» EXERCISE PROMPT:
Whenever a line below holds the word "wall", count it; please give only the final number.

» EXERCISE DATA:
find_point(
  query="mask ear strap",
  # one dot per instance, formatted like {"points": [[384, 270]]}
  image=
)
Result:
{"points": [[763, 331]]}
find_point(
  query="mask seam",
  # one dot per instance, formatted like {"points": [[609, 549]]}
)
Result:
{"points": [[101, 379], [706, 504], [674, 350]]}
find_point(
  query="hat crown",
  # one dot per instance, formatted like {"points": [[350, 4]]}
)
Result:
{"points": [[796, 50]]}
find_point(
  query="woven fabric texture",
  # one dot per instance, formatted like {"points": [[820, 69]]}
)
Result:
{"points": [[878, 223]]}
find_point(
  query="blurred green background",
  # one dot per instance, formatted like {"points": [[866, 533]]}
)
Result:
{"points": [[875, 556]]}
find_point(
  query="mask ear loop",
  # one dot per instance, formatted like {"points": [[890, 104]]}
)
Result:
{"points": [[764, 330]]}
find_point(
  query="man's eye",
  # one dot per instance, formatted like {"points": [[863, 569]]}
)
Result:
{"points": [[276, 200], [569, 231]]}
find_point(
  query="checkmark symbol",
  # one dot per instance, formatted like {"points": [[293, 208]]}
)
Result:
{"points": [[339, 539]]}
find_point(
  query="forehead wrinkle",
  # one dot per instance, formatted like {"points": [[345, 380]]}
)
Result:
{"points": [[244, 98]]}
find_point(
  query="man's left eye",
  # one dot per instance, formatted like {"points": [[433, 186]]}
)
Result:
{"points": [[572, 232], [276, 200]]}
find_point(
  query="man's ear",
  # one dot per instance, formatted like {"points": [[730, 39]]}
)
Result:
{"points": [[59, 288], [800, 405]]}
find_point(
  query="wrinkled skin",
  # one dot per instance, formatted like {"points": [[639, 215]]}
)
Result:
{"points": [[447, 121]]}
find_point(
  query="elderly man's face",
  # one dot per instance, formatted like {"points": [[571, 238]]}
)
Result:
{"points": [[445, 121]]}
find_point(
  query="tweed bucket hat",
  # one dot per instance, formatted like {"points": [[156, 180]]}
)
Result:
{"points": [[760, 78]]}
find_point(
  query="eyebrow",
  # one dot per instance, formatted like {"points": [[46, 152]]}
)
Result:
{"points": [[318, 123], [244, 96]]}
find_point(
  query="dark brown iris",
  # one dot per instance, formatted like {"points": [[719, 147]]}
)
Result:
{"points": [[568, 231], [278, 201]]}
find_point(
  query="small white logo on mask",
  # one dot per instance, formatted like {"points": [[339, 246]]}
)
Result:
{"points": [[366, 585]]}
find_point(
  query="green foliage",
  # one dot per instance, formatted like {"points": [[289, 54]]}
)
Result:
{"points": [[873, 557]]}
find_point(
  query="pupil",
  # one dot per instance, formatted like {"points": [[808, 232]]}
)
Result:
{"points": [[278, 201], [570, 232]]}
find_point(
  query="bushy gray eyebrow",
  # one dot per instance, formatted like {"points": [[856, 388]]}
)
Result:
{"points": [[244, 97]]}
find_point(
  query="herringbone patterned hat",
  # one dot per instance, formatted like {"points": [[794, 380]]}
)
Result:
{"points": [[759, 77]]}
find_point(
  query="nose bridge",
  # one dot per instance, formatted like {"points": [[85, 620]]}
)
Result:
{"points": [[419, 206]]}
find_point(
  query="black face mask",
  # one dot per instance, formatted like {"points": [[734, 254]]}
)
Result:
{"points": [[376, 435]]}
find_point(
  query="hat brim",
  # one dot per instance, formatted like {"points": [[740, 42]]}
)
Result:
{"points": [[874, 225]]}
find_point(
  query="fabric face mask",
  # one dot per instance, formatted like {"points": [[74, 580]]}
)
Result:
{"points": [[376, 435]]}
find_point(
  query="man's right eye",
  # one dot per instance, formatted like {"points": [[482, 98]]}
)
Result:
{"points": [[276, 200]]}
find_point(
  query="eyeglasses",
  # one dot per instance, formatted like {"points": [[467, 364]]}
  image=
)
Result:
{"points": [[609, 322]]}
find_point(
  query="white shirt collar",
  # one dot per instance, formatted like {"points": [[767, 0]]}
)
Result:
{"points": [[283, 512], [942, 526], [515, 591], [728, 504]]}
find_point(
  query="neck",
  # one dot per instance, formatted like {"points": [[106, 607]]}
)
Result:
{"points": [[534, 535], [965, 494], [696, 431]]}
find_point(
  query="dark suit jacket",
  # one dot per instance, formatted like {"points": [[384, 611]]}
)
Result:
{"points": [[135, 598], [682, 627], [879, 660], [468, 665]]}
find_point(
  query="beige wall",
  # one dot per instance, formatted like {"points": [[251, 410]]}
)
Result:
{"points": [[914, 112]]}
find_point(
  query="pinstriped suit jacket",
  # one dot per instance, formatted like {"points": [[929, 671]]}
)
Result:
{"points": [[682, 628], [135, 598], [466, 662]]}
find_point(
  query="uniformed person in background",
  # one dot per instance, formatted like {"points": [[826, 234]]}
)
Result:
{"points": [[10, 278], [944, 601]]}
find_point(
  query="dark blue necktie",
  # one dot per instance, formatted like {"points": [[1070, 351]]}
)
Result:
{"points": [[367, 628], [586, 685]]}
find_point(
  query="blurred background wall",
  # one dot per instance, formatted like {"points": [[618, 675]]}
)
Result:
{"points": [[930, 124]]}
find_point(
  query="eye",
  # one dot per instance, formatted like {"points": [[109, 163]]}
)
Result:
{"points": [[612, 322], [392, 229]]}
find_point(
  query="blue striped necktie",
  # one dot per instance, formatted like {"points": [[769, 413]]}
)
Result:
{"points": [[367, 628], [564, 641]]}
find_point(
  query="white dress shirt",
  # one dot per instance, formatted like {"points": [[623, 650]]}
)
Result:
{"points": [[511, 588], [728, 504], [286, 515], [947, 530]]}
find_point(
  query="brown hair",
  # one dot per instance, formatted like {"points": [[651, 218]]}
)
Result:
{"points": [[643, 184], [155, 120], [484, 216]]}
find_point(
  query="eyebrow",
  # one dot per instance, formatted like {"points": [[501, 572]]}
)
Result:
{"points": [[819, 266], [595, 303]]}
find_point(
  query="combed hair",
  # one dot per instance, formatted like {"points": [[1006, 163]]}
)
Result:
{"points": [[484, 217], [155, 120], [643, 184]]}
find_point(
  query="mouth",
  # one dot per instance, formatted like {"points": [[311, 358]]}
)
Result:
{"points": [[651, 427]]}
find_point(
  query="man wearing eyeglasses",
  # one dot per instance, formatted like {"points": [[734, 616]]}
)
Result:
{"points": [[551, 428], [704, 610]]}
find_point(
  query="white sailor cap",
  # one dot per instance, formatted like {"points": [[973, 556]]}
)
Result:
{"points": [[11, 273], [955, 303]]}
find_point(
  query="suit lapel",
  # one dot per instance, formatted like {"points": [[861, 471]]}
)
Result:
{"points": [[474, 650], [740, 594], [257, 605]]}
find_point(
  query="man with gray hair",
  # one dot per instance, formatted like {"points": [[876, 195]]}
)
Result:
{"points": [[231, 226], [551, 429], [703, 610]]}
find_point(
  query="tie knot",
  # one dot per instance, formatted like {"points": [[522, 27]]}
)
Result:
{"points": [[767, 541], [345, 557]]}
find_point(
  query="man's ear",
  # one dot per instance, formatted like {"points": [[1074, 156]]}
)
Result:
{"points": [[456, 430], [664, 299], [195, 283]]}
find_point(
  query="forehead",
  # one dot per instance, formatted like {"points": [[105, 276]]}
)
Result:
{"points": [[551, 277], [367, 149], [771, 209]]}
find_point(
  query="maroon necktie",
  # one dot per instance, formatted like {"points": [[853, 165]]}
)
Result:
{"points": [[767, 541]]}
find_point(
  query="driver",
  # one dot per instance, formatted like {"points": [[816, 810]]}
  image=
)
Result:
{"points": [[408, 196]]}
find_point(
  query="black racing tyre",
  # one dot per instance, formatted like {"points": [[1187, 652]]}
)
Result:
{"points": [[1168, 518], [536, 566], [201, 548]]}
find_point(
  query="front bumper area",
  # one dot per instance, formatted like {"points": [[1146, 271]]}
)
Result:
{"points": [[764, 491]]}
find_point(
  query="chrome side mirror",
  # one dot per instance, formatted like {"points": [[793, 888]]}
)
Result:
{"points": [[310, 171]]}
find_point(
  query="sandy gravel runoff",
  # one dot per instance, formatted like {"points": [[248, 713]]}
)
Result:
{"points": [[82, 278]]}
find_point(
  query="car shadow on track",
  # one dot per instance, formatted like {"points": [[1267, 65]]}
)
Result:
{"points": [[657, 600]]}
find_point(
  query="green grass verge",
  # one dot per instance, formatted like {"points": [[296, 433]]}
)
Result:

» COMPLETED EXERCISE:
2